[Passage to read]
Mu Yunsong, Wu Fengchang, Zhao Qing, Ji Rong, Qie Yu, Zhou Yue, Hu Yan, Pang Chengfang, Hristozov Danail, Giesy John P, Xing Baoshan
a State Key Laboratory of Environmental Criteria and Risk Assessment, Chinese Research Academy of Environmental Sciences , Beijing , China .
b Institute of Applied Ecology, Chinese Academy of Sciences , Shenyang , China .
Nanotoxicology. 2016 Nov;10(9):1207-14. doi: 10.1080/17435390.2016.1202352. Epub 2016 Jul 11.
The enormous physicochemical and structural diversity of metal oxide nanoparticles (MeONPs) poses significant challenges to the testing of their biological uptake, biodistribution, and effects that can be used to develop understanding of key nano-bio modes of action. This has generated considerable uncertainties in the assessment of their human health and environmental risks and has raised concerns about the adequacy of their regulation. In order to surpass the extremely resource intensive case-by-case testing, intelligent strategies combining testing methods and non-testing predictive modeling should be developed.

[Records provided]

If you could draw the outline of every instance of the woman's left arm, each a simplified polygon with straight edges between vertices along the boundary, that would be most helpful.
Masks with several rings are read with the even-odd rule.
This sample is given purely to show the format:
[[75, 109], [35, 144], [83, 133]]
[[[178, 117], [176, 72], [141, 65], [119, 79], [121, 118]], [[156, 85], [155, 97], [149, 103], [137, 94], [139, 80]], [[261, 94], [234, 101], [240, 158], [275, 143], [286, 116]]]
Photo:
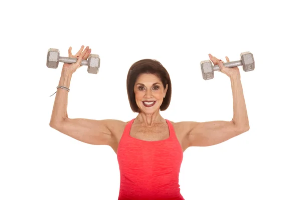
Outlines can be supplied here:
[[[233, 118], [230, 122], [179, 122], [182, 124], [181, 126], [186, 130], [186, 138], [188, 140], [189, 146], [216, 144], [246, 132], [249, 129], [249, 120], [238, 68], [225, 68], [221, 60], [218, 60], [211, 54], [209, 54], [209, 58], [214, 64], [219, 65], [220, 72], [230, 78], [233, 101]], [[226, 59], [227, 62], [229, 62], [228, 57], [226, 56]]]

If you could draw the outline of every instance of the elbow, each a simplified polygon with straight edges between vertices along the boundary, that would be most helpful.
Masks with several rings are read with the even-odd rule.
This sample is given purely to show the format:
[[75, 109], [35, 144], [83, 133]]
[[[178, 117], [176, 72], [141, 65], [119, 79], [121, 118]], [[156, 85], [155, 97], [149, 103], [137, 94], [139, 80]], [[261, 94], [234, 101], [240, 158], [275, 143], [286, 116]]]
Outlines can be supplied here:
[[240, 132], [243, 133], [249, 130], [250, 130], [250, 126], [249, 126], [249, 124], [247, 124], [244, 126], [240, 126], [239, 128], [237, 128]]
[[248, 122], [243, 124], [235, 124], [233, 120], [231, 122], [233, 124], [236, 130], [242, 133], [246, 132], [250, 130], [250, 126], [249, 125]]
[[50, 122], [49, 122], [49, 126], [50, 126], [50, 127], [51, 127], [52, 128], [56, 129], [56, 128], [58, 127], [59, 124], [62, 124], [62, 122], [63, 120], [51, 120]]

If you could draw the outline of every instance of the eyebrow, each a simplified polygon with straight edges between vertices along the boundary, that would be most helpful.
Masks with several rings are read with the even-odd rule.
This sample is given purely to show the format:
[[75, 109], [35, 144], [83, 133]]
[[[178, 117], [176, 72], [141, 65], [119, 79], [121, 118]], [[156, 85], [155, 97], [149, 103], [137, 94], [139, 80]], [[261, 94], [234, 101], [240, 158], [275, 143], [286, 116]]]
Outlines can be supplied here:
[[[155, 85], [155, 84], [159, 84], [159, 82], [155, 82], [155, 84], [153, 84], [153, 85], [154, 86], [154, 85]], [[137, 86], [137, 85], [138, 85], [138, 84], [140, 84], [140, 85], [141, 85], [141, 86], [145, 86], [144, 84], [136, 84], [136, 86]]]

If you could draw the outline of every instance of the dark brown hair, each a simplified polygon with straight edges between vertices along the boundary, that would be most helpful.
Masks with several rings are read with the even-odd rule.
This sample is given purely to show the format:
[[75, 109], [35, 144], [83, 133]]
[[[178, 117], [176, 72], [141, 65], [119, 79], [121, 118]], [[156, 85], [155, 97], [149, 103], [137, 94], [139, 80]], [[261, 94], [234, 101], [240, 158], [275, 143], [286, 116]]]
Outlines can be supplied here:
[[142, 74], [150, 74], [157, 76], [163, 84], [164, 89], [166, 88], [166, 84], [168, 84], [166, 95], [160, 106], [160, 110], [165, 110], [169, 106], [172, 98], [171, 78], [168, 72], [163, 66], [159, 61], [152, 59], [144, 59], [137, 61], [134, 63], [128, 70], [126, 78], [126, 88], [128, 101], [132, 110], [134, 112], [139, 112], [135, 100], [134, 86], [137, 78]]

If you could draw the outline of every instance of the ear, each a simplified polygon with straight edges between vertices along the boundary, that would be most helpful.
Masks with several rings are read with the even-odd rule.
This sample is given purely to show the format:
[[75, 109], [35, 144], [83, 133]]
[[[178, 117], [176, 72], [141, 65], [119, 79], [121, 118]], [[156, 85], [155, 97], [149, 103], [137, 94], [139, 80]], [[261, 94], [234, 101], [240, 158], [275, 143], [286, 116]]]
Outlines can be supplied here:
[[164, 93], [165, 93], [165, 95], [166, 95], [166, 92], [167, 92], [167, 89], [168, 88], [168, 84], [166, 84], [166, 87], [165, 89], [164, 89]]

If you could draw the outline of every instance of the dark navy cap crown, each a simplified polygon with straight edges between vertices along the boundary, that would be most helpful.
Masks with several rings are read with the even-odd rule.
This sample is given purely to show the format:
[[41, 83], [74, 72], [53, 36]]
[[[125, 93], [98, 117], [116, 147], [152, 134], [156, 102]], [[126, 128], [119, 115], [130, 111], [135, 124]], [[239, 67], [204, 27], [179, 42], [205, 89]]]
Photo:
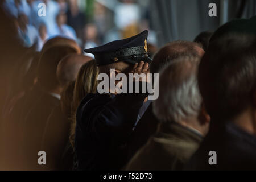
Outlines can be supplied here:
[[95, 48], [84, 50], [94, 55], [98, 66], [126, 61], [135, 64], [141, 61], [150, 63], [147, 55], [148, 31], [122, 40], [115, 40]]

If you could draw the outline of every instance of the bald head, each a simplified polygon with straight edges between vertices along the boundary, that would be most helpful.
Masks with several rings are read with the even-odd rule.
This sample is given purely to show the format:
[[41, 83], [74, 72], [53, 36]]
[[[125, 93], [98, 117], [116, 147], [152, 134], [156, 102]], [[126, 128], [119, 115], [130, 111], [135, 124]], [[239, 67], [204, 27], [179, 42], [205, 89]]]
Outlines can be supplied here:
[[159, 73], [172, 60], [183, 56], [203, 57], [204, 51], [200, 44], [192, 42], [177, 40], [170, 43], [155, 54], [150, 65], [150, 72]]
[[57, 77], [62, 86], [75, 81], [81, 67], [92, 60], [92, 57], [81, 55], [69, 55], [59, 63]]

[What needs to be done] From the metal oxide nanoparticle abstract above, extract everything from "Mu Yunsong, Wu" down to "Shenyang , China .", word for word.

[Written response]
Mu Yunsong, Wu Fengchang, Zhao Qing, Ji Rong, Qie Yu, Zhou Yue, Hu Yan, Pang Chengfang, Hristozov Danail, Giesy John P, Xing Baoshan
a State Key Laboratory of Environmental Criteria and Risk Assessment, Chinese Research Academy of Environmental Sciences , Beijing , China .
b Institute of Applied Ecology, Chinese Academy of Sciences , Shenyang , China .